Exercise goal — Using the data below, repeat all of it precisely.

Location annotation dataset excerpts
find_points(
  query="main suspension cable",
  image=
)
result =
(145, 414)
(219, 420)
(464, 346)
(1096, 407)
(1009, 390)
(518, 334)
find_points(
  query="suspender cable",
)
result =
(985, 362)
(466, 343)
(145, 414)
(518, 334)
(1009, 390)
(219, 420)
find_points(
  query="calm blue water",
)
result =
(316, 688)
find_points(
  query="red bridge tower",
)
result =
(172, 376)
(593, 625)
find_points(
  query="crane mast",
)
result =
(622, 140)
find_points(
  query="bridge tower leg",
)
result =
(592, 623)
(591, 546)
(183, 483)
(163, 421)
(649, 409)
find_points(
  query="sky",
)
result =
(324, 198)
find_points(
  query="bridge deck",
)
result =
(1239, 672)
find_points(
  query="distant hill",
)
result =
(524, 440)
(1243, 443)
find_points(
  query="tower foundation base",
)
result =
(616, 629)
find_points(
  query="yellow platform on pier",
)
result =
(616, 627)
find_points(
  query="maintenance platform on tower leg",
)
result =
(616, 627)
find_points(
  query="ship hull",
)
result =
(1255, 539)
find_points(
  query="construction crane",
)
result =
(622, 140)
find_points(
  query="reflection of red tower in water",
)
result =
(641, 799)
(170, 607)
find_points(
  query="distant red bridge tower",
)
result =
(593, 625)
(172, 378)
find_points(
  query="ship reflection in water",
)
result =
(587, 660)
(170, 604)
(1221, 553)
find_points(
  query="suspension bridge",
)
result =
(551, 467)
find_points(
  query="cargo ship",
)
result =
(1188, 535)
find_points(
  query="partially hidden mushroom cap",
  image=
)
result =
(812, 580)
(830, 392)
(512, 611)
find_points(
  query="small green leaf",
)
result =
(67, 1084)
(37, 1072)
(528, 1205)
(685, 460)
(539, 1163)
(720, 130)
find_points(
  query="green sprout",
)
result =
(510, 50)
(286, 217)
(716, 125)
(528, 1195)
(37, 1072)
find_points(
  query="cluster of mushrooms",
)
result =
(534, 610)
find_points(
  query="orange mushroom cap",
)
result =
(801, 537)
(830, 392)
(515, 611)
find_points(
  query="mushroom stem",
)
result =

Expected answer —
find_points(
  query="main suspension cable",
  image=
)
result =
(145, 414)
(219, 420)
(464, 346)
(1096, 407)
(1009, 390)
(518, 334)
find_points(
  query="suspender cable",
)
result =
(985, 362)
(466, 343)
(145, 414)
(518, 334)
(1009, 390)
(219, 420)
find_points(
  query="calm blue water",
)
result =
(316, 688)
find_points(
  query="red bridge tower",
)
result =
(172, 376)
(593, 625)
find_points(
  query="crane mast",
)
result =
(622, 140)
find_points(
  query="bridge tower leg",
)
result =
(592, 623)
(591, 546)
(183, 483)
(163, 421)
(649, 409)
find_points(
  query="sky",
)
result =
(324, 198)
find_points(
  query="bridge deck",
)
result =
(1239, 672)
find_points(
  query="distant hill",
)
result =
(524, 440)
(1243, 443)
find_points(
  query="tower foundation base",
)
result =
(616, 629)
find_points(
  query="yellow platform on pier",
)
result =
(616, 627)
find_points(
  query="maintenance platform on tower leg",
)
result =
(616, 627)
find_points(
  query="ship hull",
)
result =
(1255, 539)
find_points(
  query="construction crane",
)
result =
(622, 140)
find_points(
  query="reflection of red tower in water",
)
result =
(641, 799)
(170, 607)
find_points(
  query="distant red bridge tower",
)
result =
(593, 625)
(172, 378)
find_points(
  query="ship reflection in water",
)
result =
(587, 660)
(170, 604)
(1221, 553)
find_points(
  query="suspension bridge",
)
result =
(551, 467)
find_points(
  query="cargo ship",
)
result =
(1188, 535)
find_points(
  query="partially hidden mushroom cap",
  image=
)
result =
(812, 580)
(830, 392)
(512, 611)
find_points(
  query="small green leaf",
)
result =
(67, 1084)
(37, 1072)
(528, 1205)
(685, 460)
(539, 1163)
(720, 130)
find_points(
  query="green sprout",
)
result =
(510, 50)
(286, 217)
(716, 125)
(528, 1195)
(37, 1072)
find_points(
  query="cluster of mushrooms",
)
result =
(534, 610)
find_points(
  query="orange mushroom cap",
)
result =
(801, 537)
(830, 392)
(515, 611)
find_points(
  query="mushroom stem",
)
result =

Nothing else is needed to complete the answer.